- Your task -
Rewrite the material below as a numbered list, one line per item, skipping blank lines. Omit the pictures from your list.

[Shape outline entries]
-- start --

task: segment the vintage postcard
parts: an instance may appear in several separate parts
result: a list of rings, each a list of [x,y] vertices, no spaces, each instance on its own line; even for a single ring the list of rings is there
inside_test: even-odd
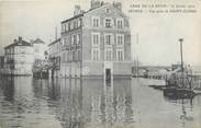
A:
[[[201,128],[201,0],[0,0],[0,128]]]

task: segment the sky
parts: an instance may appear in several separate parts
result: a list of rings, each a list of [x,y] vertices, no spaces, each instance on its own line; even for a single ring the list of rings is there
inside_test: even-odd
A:
[[[111,0],[104,0],[112,2]],[[201,1],[141,0],[145,4],[193,4],[197,13],[129,13],[131,4],[139,0],[119,0],[130,18],[132,59],[143,65],[170,66],[180,61],[179,38],[183,38],[183,60],[201,66]],[[90,8],[90,0],[0,0],[0,55],[3,47],[22,36],[25,40],[42,38],[46,44],[55,39],[55,27],[74,14],[75,4]],[[136,39],[138,35],[138,42]]]

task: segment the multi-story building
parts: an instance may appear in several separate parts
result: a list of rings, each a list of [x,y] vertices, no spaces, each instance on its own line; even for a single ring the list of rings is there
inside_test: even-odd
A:
[[[0,56],[0,69],[4,66],[4,56]]]
[[[20,75],[32,74],[33,47],[19,37],[14,43],[4,47],[4,73]]]
[[[62,75],[130,77],[131,31],[122,3],[91,0],[62,22]]]
[[[60,53],[62,44],[60,38],[58,38],[48,45],[48,59],[52,62],[49,74],[52,77],[59,77],[60,74]]]
[[[45,50],[46,44],[41,38],[36,38],[35,40],[31,42],[34,50],[34,59],[35,60],[44,60],[45,59]]]

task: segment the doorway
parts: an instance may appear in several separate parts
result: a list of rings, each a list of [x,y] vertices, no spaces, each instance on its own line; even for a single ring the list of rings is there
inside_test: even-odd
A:
[[[111,69],[105,69],[105,81],[107,81],[107,85],[110,85],[110,83],[111,83]]]

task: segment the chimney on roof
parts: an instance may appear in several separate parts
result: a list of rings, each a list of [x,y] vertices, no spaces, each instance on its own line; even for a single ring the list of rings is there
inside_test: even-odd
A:
[[[75,10],[74,10],[74,16],[78,15],[81,13],[81,7],[80,5],[75,5]]]
[[[19,36],[19,40],[20,40],[20,42],[22,40],[22,37],[21,37],[21,36]]]
[[[91,9],[96,9],[98,7],[101,7],[103,2],[100,2],[99,0],[91,0]]]
[[[121,2],[113,2],[113,7],[118,10],[122,11],[122,3]]]
[[[16,43],[16,39],[14,39],[14,43]]]

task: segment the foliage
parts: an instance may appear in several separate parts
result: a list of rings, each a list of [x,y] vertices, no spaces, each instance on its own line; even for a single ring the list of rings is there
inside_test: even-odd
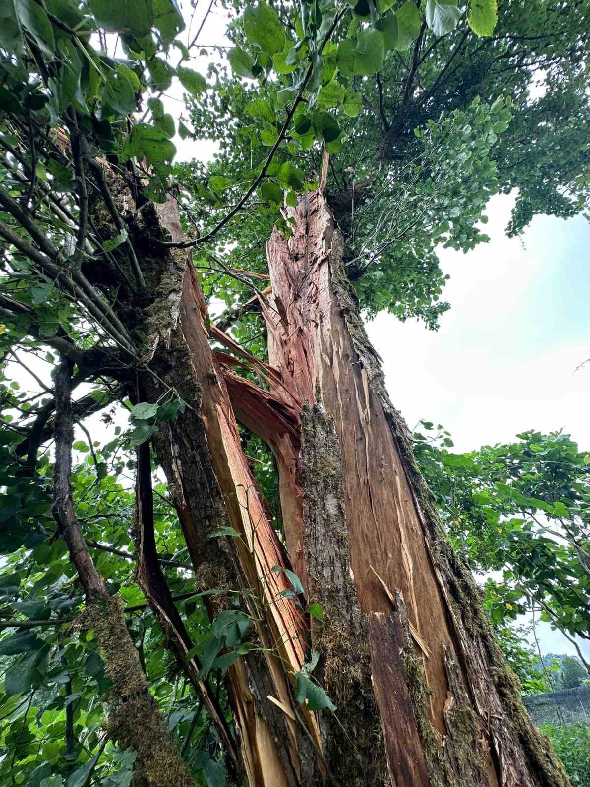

-- end --

- Solution -
1. task: segment the vintage postcard
2. parts: an instance may appear in several separate parts
3. result: a list of rings, each a list of [x,y] vertices, no spaces, each instance on its own line; even for a single ring the list of rings is there
4. inside_test: even-odd
5. A:
6. [[[201,128],[201,0],[0,0],[0,128]]]
7. task: segment the sky
8. parts: an instance may appear in several separate parts
9. result: a list of rings, each a list of [x,y] vertices, no spaces, each instance on its own line; even for a single ring the list of rings is there
10. inside_test: even-odd
11. A:
12. [[[111,0],[104,0],[112,2]],[[201,1],[141,0],[145,4],[193,4],[197,13],[129,13],[131,4],[139,0],[119,0],[130,18],[132,59],[143,65],[170,66],[180,61],[179,38],[183,38],[183,60],[201,66]],[[90,8],[90,0],[0,0],[0,55],[3,47],[22,36],[25,40],[42,38],[46,44],[55,39],[55,27],[74,14],[75,4]],[[136,39],[138,35],[138,42]]]
13. task: segment the multi-story building
14. parts: an instance may appear in several separate parts
15. result: a list of rings, each a list of [x,y] vertices, no spaces, each instance on its own line; even for a single ring the list of rings is there
16. inside_test: even-odd
17. A:
18. [[[0,56],[0,69],[4,66],[4,56]]]
19. [[[20,75],[32,74],[33,47],[19,37],[14,43],[4,47],[4,73]]]
20. [[[62,75],[130,77],[131,31],[122,3],[91,0],[62,22]]]
21. [[[60,53],[62,44],[60,38],[58,38],[48,45],[48,59],[52,62],[49,74],[52,77],[59,77],[60,74]]]
22. [[[45,50],[46,44],[41,38],[36,38],[35,40],[31,42],[34,50],[34,59],[35,60],[44,60],[45,59]]]
23. task: segment the doorway
24. parts: an instance may appear in several separate parts
25. result: a list of rings, each a list of [x,y] vertices, no spaces, each instance on its own line; even for a single ring the list of rings is there
26. inside_test: even-odd
27. A:
28. [[[111,69],[105,69],[105,81],[107,81],[107,85],[110,85],[110,83],[111,83]]]
29. task: segment the chimney on roof
30. parts: an instance may appear in several separate parts
31. result: a list of rings, each a list of [x,y] vertices, no spaces, each instance on its own line; even for a single ring the list of rings is there
32. inside_test: even-odd
33. A:
34. [[[75,10],[74,10],[74,16],[78,15],[81,13],[81,7],[80,5],[75,5]]]
35. [[[19,36],[19,40],[20,40],[20,42],[22,40],[22,37],[21,37],[21,36]]]
36. [[[91,9],[96,9],[98,7],[101,7],[103,2],[100,2],[99,0],[91,0]]]
37. [[[121,2],[113,2],[113,7],[118,10],[122,11],[122,3]]]
38. [[[16,43],[16,39],[14,39],[14,43]]]
39. task: segment the foliage
40. parts: an instance may appear in several separate parts
41. result: a list of rings, each a list of [x,y] vertices, no spaces, each instance on its own line; even for a single ring the list of rings is there
42. inside_test: even-odd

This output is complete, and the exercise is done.